Required work — For the entries below, say how many lines include the word "negative" and add nothing else.

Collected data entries

-----

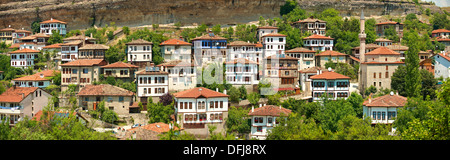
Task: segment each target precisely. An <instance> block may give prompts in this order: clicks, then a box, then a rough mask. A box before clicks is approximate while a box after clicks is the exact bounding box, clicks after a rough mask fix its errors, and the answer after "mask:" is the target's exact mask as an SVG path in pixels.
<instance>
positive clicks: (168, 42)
mask: <svg viewBox="0 0 450 160" xmlns="http://www.w3.org/2000/svg"><path fill="white" fill-rule="evenodd" d="M159 45H161V46H191V45H192V44H191V43H188V42H185V41H182V40H179V39H169V40H167V41H164V42H161V44H159Z"/></svg>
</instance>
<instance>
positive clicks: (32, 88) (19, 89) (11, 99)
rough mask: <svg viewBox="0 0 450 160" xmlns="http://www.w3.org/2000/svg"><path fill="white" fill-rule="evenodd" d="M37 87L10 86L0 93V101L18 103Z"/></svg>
mask: <svg viewBox="0 0 450 160" xmlns="http://www.w3.org/2000/svg"><path fill="white" fill-rule="evenodd" d="M37 89H38V87H10V88H8V90H6V91H5V92H3V93H2V94H1V95H0V102H9V103H20V102H21V101H22V100H23V99H24V98H25V97H27V96H28V95H29V94H31V93H33V92H34V91H36V90H37ZM22 93H23V97H22Z"/></svg>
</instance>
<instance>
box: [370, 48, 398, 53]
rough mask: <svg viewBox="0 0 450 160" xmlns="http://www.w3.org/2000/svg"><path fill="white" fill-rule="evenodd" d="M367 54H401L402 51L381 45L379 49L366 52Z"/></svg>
mask: <svg viewBox="0 0 450 160" xmlns="http://www.w3.org/2000/svg"><path fill="white" fill-rule="evenodd" d="M366 55H400V53H398V52H395V51H393V50H391V49H389V48H386V47H379V48H377V49H374V50H373V51H370V52H368V53H366Z"/></svg>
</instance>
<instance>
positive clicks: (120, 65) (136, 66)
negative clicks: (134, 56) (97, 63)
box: [101, 61, 139, 68]
mask: <svg viewBox="0 0 450 160" xmlns="http://www.w3.org/2000/svg"><path fill="white" fill-rule="evenodd" d="M101 68H139V67H138V66H135V65H132V64H129V63H124V62H122V61H118V62H116V63H112V64H108V65H105V66H102V67H101Z"/></svg>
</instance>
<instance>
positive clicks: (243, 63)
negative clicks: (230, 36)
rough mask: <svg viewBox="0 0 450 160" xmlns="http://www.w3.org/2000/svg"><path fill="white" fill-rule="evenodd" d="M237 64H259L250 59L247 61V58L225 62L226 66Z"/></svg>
mask: <svg viewBox="0 0 450 160" xmlns="http://www.w3.org/2000/svg"><path fill="white" fill-rule="evenodd" d="M237 63H240V64H257V63H256V62H254V61H251V60H248V59H245V58H237V59H234V60H232V61H228V62H225V64H237Z"/></svg>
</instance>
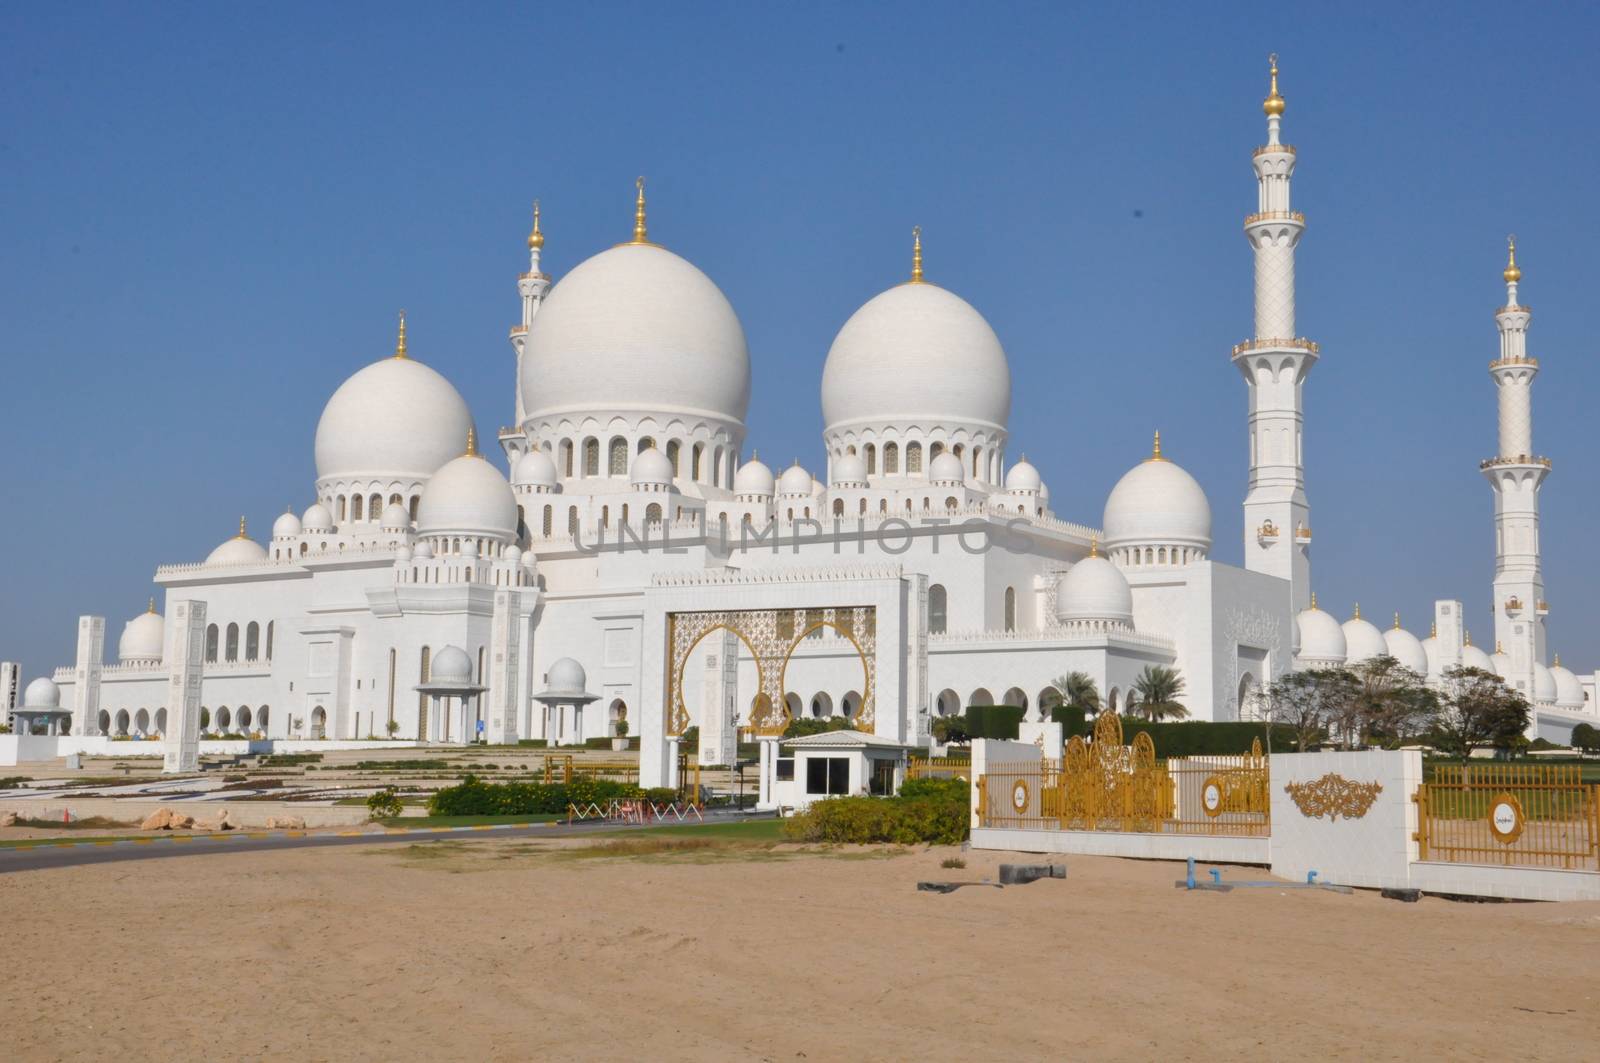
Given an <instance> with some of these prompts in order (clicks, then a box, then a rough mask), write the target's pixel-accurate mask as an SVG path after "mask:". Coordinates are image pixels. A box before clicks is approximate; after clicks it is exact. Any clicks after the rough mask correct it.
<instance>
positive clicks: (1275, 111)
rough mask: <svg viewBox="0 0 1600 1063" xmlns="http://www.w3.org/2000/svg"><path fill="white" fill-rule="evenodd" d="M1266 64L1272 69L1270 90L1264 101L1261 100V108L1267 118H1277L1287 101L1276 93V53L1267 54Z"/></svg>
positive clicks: (1280, 112) (1284, 109)
mask: <svg viewBox="0 0 1600 1063" xmlns="http://www.w3.org/2000/svg"><path fill="white" fill-rule="evenodd" d="M1267 66H1269V67H1270V70H1272V91H1270V93H1269V94H1267V98H1266V99H1264V101H1261V110H1262V112H1266V115H1267V117H1269V118H1277V117H1280V115H1282V114H1283V110H1285V107H1288V102H1286V101H1285V99H1283V96H1280V94H1278V53H1275V51H1274V53H1272V54H1270V56H1267Z"/></svg>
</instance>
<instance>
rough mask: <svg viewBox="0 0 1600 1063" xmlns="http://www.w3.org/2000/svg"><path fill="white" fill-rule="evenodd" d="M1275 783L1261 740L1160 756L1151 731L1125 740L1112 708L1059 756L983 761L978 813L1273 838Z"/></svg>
mask: <svg viewBox="0 0 1600 1063" xmlns="http://www.w3.org/2000/svg"><path fill="white" fill-rule="evenodd" d="M1269 783H1270V775H1269V770H1267V759H1266V757H1264V756H1261V746H1259V743H1258V744H1256V746H1254V748H1253V751H1251V752H1248V754H1243V756H1237V757H1181V759H1171V760H1157V759H1155V744H1154V743H1152V741H1150V736H1149V735H1147V733H1144V732H1141V733H1138V735H1136V736H1134V740H1133V744H1128V746H1125V744H1122V724H1120V722H1118V720H1117V717H1115V714H1110V712H1106V714H1101V717H1099V720H1096V724H1094V741H1091V743H1085V741H1083V740H1082V738H1078V736H1074V738H1072V740H1070V741H1069V743H1067V748H1066V756H1064V757H1062V759H1061V760H1059V762H1058V760H1051V759H1042V760H1027V762H1016V764H990V765H986V770H984V775H981V776H979V780H978V816H979V826H997V828H1022V829H1048V831H1126V832H1138V834H1237V836H1266V834H1269V832H1270V831H1272V812H1270V810H1272V800H1270V794H1269Z"/></svg>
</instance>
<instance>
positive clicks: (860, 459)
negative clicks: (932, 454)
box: [834, 455, 962, 487]
mask: <svg viewBox="0 0 1600 1063" xmlns="http://www.w3.org/2000/svg"><path fill="white" fill-rule="evenodd" d="M942 456H944V455H939V458H942ZM939 458H934V461H938V459H939ZM955 464H957V466H960V464H962V463H960V459H957V463H955ZM866 482H867V463H866V461H862V459H861V455H845V456H843V458H840V459H837V461H835V463H834V487H862V485H866Z"/></svg>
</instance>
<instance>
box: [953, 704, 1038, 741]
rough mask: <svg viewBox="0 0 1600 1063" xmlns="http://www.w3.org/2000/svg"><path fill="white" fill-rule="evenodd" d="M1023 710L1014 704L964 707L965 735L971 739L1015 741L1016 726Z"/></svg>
mask: <svg viewBox="0 0 1600 1063" xmlns="http://www.w3.org/2000/svg"><path fill="white" fill-rule="evenodd" d="M1022 714H1024V709H1021V708H1018V706H1014V704H970V706H966V733H968V735H970V736H971V738H1002V740H1013V741H1014V740H1016V730H1018V728H1016V725H1018V724H1021V722H1022Z"/></svg>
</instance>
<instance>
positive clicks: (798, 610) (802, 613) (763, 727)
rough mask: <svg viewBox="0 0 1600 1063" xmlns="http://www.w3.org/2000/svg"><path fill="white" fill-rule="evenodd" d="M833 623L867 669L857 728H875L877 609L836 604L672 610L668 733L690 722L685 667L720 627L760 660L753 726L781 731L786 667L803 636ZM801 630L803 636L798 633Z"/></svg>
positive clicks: (668, 717)
mask: <svg viewBox="0 0 1600 1063" xmlns="http://www.w3.org/2000/svg"><path fill="white" fill-rule="evenodd" d="M824 626H826V628H832V629H835V631H837V632H840V634H843V636H845V637H846V639H850V642H851V645H854V647H856V652H858V653H859V655H861V661H862V668H864V671H866V690H862V703H861V712H859V717H858V720H856V722H858V727H861V728H862V730H872V720H874V711H875V698H874V690H875V687H877V684H875V664H874V661H875V655H877V637H878V636H877V610H875V608H874V607H870V605H851V607H837V608H746V610H715V612H704V613H667V698H666V727H664V732H666V735H667V736H669V738H675V736H678V735H682V733H683V732H685V730H688V727H690V711H688V704H686V701H685V698H683V668H685V664H686V663H688V660H690V655H691V653H693V652H694V647H696V645H698V644H699V640H701V639H704V637H706V636H709V634H710V632H712V631H717V629H718V628H722V629H726V631H731V632H733V634H734V636H738V639H739V642H742V644H744V648H746V650H749V653H750V656H752V658H754V660H755V676H757V695H755V700H754V701H752V703H750V719H749V724H750V728H752V730H754V732H755V733H757V735H782V732H784V727H786V725H787V724H789V711H787V708H786V706H784V685H782V684H784V671H786V668H787V664H789V656H790V655H792V653H794V652H795V648H797V647H798V645H800V640H802V639H805V637H806V636H810V634H811V632H813V631H816V629H818V628H824ZM797 631H798V632H800V634H798V637H797V636H795V632H797Z"/></svg>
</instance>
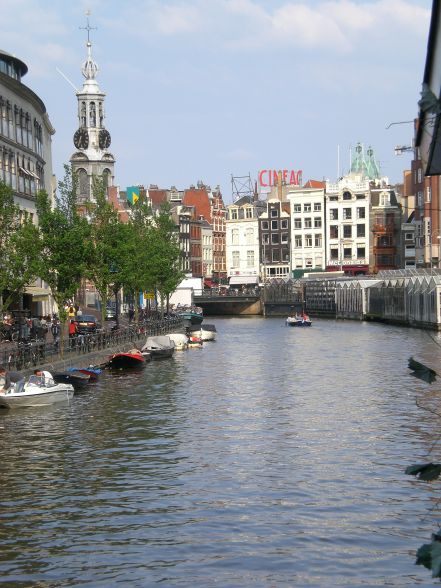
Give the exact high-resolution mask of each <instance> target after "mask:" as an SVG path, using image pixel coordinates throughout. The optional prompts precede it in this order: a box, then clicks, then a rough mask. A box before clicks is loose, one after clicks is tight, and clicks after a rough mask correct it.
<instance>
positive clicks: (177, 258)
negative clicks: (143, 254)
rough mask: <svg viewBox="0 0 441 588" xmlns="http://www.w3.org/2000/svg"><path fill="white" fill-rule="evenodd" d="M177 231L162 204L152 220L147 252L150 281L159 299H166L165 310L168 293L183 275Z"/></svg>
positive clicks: (169, 215)
mask: <svg viewBox="0 0 441 588" xmlns="http://www.w3.org/2000/svg"><path fill="white" fill-rule="evenodd" d="M177 231H178V229H177V227H176V225H175V224H174V222H173V220H172V219H171V217H170V207H169V205H168V204H164V205H163V206H162V207H161V209H160V211H159V214H158V215H157V216H156V217H155V218H154V221H153V225H152V234H151V238H150V246H149V251H148V253H149V255H150V262H151V267H152V283H153V284H154V286H155V288H156V289H157V290H158V291H159V293H160V296H161V301H163V300H164V299H166V301H167V312H168V310H169V308H168V305H169V298H170V295H171V294H172V293H173V292H174V291H175V290H176V288H177V286H178V284H179V283H180V282H181V281H182V279H183V277H184V272H183V271H182V269H181V268H180V259H181V249H180V247H179V241H178V232H177Z"/></svg>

-----

Exercise response — 4